# TASK REQUIREMENTS
Please restate every record below word for word.

-------- DATASET ENTRIES

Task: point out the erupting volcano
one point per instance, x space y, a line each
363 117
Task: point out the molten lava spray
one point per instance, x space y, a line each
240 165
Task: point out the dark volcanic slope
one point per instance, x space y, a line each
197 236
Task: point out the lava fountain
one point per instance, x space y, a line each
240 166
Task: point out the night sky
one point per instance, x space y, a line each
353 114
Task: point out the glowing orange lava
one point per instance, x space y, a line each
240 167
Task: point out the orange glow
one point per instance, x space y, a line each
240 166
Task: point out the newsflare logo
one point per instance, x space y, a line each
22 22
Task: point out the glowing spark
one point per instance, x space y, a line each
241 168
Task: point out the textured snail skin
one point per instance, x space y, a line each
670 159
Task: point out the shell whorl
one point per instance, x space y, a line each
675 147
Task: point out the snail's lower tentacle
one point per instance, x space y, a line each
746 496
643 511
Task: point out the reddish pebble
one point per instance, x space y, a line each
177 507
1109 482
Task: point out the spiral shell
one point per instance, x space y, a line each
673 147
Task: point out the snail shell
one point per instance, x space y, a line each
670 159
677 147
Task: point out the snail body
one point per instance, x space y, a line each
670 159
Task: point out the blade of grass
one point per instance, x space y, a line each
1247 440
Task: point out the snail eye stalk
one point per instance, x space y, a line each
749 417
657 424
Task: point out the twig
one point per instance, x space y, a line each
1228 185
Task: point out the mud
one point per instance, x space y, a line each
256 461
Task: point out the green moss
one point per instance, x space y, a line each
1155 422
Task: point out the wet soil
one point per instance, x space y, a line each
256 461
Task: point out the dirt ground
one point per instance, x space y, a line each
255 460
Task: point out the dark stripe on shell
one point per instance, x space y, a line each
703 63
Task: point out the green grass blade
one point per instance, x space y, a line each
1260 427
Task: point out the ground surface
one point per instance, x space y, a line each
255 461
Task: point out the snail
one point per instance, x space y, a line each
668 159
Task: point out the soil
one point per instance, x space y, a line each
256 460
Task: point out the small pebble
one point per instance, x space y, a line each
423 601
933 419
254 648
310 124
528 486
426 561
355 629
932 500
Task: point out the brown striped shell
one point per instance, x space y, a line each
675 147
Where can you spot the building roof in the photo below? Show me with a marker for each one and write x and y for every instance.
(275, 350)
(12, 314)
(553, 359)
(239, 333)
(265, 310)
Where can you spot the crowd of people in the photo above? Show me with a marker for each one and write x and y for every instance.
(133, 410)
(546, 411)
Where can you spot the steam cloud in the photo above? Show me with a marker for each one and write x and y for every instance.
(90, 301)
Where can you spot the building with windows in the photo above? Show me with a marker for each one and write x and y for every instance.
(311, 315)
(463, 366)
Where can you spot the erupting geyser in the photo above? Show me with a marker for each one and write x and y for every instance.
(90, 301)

----------------

# WRITTEN SOLUTION
Task: point out the erupting volcano
one point per instance, x space y, a line each
363 117
Task: point out the molten lava spray
one point per instance, x space y, a line each
240 165
Task: point out the dark volcanic slope
one point per instance, x space y, a line each
197 236
Task: point out the lava fountain
one point per instance, x space y, a line each
240 166
Task: point out the night sky
one point per instance, x space y, a line each
353 114
Task: point out the glowing orange lava
one point per instance, x space y, a line each
240 167
Task: point out the orange glow
one point per instance, x space y, a line each
240 166
Task: point out the newsflare logo
one point per instance, x space y, a line each
22 22
Task: point out the glowing spark
one point per instance, x space y, a line each
241 168
Task: point out the textured snail skin
one point per instance, x space y, a line each
670 159
Task: point out the shell whorl
one point per instance, x space y, a line each
675 147
Task: point out the snail's lower tentacle
one point per instance, x space y, a line each
746 496
643 511
Task: point out the reddish pebble
one point per instance, x space y, a line each
177 507
1109 482
Task: point out the spiral shell
one point per instance, x space y, a line each
673 147
Task: point out the snail shell
one point per instance, x space y, a line each
670 159
677 147
Task: point out the snail body
one point per instance, x space y, a line each
670 159
Task: point out the blade of grass
one point per instance, x space y, a line each
1247 440
Task: point out the snail eye stalk
one point per instance, x space y, a line each
749 417
657 424
Task: point out the twig
one point per instance, x space y, a line each
1228 185
Task: point out the mud
one point per instance, x space y, a line each
256 461
Task: point out the green moss
one point per instance, x space y, a line each
1155 422
Task: point out the wet soil
one point per instance, x space y, a line each
256 461
Task: point out the dirt ground
one point per instance, x space y, a line each
255 460
Task: point out the dark stripe on shell
one point per instance, x space y, a line each
703 63
Task: point out the green grass blade
one point per instance, x space y, a line each
1260 427
Task: point out the ground surface
one point per instance, x space y, a line each
255 461
Task: point out the snail
one point per instance, x space y, a line each
668 159
Task: point out the soil
one point per instance, x space y, a line each
256 460
Task: point out the small pebble
one point per instance, x space y, a line each
423 601
933 419
254 648
310 124
528 486
426 561
355 629
932 500
Task: point out the brown striped shell
one point per instance, x space y, a line each
675 147
Where can you spot the building roof in the photo below? Show me with a marker for each one and write x and y for every instance.
(275, 350)
(12, 314)
(553, 359)
(239, 333)
(265, 310)
Where can you spot the crowd of people in the photo above? Show me with a marker for each one and write x and y for every instance.
(133, 410)
(546, 411)
Where can you spot the steam cloud in the photo above? Show me with a marker for each one and write x and y for every instance.
(90, 301)
Where can you spot the building with windows in the photo above? Show me with a marker for each one and write x and y for every instance.
(311, 315)
(463, 366)
Where can you spot the erupting geyser in the photo above? Show me with a marker for each one and write x and y for every instance.
(90, 301)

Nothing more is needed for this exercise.